| PROBLEMS TO WORK ON |
- a) According to the text about Wenceslaus IV, in which city was he born?
- b) Reproduce the part of the text about Wenceslaus IV starting with "Wenceslaus IV (also" and going on through "1383 to 1388.".

| TEXT PASSAGE |
+--
Wenceslaus IV (also Wenceslas; ; , nicknamed "the Idle"; 26 February 136116 August 1419), also known as Wenceslaus of Luxembourg, was King of Bohemia from 1378 until his death and King of Germany from 1376 until he was deposed in 1400. As  he belonged to the House of Luxembourg, he was also Duke of Luxembourg from 1383 to 1388.

Biography
Wenceslaus was born in the Imperial city of Nuremberg, the son of Emperor Charles IV by his third wife Anna von Schweidnitz, a scion of the Silesian Piasts, and baptized at St. Sebaldus Church. He was raised by the Prague Archbishops Arnošt of Pardubice and Jan Očko of Vlašim. His father had the two-year-old crowned King of Bohemia in June 1363 and in 1373 also obtained for him the Electoral Margraviate of Brandenburg. When on 10 June 1376 Charles IV asserted Wenceslaus' election as King of the Romans by the prince-electors, two of seven votes, those of Brandenburg and Bohemia, were held by the emperor and his son themselves. Wenceslaus was crowned at Aix-la-Chapelle on 6 July.

In order to secure the election of his son, Charles IV revoked the privileges of many Imperial Cities that he had earlier granted, and mortgaged them to various nobles. The cities, however, were not powerless, and as executors of the public peace, they had developed into a potent military force. Moreover, as Charles IV had organised the cities into leagues, he had made it possible for them to cooperate in large-scale endeavors. Indeed, on 4 July 1376, fourteen Swabian cities bound together into the independent Swabian League of Cities to defend their rights against the newly elected King, attacking the lands of Eberhard II, Count of Württemberg. The city league soon attracted other members and until 1389 acted as an autonomous state within the Empire.

Rule

Wenceslaus took some part in government during his father's lifetime, and on Charles' death in 1378, he inherited the Crown of Bohemia and as king assumed the government of the Holy Roman Empire. In the cathedral of Monza there is preserved a series of reliefs depicting the coronations of the kings of Italy with the Iron Crown of Lombardy. The seventh of these depicts Wenceslaus being crowned in the presence of six electors, he himself being the seventh. The depiction is probably not accurate and was likely made solely to reinforce the claims of the cathedral on the custody of the Iron Crown.
+--
| DATASET ENTRIES |
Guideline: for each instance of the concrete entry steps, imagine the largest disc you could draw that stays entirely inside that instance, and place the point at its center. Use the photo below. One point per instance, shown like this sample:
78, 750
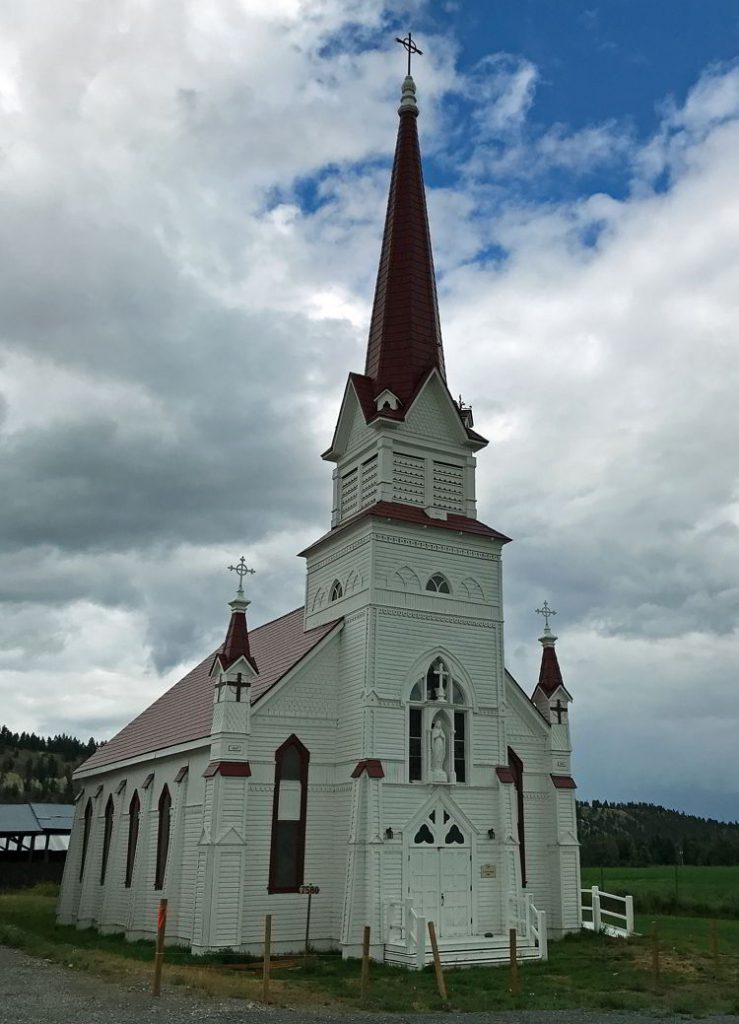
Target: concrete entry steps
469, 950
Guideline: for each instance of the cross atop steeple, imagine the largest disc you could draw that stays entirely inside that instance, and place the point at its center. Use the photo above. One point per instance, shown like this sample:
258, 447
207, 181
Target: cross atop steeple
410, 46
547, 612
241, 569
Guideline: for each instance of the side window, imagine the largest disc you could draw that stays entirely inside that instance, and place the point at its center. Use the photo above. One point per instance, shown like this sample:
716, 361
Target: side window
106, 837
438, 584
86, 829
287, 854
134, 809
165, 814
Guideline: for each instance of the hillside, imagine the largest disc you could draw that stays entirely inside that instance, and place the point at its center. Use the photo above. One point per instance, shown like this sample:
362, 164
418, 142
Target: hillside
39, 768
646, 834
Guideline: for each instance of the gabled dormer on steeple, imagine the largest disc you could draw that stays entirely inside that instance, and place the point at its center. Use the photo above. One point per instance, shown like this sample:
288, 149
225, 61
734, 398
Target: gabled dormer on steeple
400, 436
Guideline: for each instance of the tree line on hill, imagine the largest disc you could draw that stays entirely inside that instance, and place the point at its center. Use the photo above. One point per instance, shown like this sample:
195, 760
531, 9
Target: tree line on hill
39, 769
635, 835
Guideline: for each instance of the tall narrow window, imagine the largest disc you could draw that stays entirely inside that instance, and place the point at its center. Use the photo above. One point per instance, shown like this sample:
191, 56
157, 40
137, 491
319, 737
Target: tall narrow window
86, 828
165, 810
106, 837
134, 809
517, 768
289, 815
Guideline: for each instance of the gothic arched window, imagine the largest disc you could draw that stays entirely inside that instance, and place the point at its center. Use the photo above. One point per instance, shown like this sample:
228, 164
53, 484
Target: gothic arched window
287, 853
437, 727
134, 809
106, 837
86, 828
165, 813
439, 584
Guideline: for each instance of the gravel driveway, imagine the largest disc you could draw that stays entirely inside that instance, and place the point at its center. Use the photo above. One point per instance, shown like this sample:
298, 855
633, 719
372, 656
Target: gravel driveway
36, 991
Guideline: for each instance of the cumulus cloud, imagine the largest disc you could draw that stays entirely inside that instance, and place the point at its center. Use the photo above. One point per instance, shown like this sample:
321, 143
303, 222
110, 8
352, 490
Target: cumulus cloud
+--
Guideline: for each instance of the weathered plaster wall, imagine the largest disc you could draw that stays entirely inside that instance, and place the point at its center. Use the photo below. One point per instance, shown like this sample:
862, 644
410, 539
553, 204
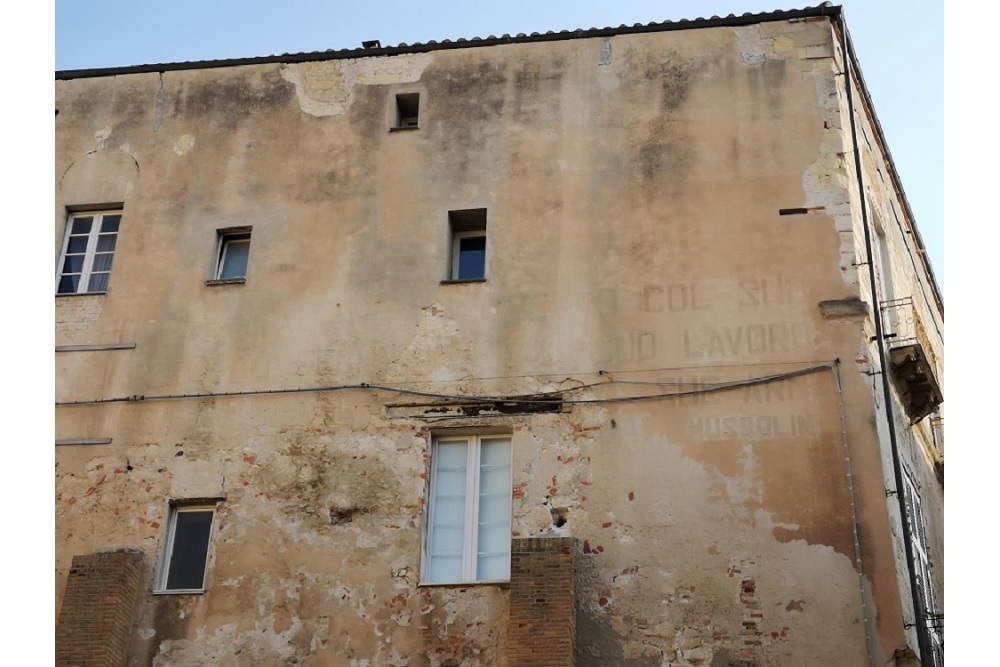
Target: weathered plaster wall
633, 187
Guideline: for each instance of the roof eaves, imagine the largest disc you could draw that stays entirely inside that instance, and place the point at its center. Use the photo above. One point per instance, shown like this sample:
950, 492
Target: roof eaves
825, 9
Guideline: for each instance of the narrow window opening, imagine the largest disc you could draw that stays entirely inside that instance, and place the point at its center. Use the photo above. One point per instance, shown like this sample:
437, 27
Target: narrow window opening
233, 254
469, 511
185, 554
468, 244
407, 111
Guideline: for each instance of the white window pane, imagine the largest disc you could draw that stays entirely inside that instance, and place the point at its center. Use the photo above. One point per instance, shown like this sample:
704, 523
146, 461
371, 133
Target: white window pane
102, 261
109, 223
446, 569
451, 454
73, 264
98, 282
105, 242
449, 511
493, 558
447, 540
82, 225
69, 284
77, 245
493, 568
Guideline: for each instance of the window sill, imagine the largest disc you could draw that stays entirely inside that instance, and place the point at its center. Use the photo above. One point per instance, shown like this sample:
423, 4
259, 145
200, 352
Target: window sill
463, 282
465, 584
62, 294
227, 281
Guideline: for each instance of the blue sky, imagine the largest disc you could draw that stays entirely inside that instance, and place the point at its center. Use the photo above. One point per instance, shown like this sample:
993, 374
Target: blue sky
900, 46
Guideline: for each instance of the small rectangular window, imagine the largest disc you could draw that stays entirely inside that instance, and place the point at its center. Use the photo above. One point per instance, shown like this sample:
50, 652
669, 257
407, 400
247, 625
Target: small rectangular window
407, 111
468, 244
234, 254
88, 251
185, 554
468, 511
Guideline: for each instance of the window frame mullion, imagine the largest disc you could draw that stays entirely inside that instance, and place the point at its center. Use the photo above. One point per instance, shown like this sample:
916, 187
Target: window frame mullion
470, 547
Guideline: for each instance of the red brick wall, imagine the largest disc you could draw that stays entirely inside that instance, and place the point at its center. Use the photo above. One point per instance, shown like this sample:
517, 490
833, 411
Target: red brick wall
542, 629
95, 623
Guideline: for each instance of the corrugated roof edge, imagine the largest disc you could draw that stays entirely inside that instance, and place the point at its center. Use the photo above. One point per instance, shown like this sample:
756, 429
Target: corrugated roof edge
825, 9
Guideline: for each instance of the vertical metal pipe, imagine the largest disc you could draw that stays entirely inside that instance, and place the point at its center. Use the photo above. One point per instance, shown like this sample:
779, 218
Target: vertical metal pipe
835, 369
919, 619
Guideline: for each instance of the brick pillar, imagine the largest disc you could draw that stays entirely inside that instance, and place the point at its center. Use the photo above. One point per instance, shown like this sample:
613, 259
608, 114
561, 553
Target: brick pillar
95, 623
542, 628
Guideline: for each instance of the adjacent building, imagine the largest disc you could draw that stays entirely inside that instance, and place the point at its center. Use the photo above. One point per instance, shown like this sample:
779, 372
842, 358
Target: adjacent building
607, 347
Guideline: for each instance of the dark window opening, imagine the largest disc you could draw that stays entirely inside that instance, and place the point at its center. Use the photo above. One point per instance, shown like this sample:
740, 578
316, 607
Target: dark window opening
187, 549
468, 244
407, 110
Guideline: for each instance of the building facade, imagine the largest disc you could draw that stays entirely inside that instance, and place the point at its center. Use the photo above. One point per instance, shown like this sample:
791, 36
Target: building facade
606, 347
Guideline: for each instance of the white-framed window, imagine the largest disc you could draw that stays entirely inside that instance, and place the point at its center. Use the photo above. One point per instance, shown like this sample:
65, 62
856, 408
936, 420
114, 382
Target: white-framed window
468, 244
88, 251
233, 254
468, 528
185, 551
+--
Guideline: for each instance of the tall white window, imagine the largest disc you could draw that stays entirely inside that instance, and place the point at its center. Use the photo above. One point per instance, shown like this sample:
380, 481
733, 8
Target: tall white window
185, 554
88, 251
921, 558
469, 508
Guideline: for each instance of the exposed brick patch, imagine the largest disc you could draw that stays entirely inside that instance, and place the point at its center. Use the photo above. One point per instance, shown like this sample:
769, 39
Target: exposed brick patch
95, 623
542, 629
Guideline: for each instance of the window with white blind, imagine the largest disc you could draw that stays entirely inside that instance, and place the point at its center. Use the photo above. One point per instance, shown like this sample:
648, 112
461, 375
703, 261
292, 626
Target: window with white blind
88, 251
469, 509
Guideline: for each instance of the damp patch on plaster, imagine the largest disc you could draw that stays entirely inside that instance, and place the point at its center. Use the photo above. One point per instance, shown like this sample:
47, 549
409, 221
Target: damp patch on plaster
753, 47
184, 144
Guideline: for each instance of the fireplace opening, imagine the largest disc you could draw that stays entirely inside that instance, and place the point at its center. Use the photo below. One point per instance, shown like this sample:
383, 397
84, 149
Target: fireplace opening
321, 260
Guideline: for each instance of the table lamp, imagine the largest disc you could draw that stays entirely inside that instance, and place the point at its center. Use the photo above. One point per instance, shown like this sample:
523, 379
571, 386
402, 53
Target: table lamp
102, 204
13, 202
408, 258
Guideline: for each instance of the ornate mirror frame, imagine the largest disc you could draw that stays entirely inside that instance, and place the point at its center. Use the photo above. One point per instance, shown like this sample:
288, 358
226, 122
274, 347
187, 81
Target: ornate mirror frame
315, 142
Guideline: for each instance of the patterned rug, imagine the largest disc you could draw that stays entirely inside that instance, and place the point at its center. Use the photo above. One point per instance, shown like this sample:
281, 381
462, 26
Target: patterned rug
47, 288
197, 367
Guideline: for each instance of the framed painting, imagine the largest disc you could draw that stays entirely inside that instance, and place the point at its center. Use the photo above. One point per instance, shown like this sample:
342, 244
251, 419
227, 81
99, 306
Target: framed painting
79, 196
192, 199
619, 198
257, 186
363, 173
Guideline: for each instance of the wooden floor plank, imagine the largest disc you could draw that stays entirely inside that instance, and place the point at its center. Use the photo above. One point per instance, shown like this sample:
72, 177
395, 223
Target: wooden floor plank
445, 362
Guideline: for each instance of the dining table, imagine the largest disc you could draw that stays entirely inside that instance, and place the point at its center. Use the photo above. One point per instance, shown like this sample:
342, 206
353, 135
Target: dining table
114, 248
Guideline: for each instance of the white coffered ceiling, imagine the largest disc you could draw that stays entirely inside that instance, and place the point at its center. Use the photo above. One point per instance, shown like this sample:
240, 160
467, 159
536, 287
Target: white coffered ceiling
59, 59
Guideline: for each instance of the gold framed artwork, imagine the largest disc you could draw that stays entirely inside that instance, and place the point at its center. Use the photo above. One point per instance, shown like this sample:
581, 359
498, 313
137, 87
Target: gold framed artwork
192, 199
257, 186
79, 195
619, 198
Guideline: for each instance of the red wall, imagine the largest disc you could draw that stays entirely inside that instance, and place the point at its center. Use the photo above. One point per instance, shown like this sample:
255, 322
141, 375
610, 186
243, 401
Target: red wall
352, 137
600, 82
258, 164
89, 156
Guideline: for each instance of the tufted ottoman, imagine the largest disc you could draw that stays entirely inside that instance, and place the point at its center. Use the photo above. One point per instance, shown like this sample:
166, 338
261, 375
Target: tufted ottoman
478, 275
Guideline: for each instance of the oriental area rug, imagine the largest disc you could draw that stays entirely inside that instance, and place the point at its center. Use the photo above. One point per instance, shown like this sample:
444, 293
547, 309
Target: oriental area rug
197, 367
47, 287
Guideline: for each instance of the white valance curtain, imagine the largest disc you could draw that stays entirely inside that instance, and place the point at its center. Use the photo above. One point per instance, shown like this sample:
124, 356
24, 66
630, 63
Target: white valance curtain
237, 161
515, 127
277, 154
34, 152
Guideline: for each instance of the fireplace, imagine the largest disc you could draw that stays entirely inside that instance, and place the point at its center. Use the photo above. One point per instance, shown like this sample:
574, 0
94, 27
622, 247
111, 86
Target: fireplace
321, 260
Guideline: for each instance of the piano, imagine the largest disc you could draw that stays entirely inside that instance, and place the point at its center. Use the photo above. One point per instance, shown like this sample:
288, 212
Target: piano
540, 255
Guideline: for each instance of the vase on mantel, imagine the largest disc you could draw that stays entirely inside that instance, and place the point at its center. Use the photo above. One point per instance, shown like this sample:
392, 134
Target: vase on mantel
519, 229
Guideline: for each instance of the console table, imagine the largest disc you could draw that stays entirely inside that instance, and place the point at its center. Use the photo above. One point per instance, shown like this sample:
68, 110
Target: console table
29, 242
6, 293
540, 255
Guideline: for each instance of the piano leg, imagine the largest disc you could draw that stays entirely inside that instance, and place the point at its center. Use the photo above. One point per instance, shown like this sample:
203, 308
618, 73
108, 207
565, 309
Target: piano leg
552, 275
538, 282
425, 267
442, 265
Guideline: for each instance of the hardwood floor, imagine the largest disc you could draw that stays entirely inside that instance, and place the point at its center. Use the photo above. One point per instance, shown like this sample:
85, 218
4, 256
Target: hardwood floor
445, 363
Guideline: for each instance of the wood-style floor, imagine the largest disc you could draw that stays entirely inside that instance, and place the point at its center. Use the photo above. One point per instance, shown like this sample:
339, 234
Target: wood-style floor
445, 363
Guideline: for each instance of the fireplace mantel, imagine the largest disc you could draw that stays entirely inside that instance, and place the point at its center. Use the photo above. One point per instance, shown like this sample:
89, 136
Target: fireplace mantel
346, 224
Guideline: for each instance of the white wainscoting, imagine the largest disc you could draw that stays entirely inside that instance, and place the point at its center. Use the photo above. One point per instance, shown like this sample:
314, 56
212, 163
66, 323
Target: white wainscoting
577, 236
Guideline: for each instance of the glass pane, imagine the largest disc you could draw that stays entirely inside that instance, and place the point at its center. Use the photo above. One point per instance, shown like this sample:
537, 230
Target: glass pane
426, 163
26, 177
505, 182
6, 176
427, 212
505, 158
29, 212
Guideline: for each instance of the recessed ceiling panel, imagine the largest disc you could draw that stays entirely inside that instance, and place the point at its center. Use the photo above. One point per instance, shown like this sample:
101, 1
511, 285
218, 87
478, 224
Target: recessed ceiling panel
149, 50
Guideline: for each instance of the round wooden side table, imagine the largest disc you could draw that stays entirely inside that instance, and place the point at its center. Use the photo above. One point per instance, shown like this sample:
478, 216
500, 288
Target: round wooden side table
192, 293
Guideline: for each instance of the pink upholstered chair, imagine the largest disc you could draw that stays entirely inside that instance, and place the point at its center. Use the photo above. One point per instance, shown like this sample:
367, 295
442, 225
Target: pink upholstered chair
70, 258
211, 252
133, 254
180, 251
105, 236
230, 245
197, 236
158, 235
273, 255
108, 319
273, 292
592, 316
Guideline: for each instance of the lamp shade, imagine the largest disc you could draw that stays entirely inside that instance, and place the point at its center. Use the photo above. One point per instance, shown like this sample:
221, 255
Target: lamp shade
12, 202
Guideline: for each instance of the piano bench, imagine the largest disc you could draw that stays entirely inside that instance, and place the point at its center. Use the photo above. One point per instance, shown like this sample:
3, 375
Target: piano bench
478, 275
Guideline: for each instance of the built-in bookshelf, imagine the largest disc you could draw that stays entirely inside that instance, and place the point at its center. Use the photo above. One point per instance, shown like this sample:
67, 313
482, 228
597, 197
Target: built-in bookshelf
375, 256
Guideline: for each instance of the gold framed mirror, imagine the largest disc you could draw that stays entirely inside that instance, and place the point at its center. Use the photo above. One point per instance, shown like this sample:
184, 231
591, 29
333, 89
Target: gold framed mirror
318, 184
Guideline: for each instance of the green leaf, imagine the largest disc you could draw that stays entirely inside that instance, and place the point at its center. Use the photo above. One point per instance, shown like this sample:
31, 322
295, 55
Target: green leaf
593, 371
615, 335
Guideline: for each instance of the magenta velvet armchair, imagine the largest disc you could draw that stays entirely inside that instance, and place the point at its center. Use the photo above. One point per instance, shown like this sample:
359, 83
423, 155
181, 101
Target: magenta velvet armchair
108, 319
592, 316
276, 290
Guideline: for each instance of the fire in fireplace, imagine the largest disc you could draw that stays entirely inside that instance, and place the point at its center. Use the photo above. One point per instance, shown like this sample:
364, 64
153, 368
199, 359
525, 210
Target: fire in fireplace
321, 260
+--
| OUTPUTS |
- a) The Imperial city of Nuremberg.

- b)
Wenceslaus IV (also Wenceslas; ; , nicknamed "the Idle"; 26 February 136116 August 1419), also known as Wenceslaus of Luxembourg, was King of Bohemia from 1378 until his death and King of Germany from 1376 until he was deposed in 1400. As  he belonged to the House of Luxembourg, he was also Duke of Luxembourg from 1383 to 1388.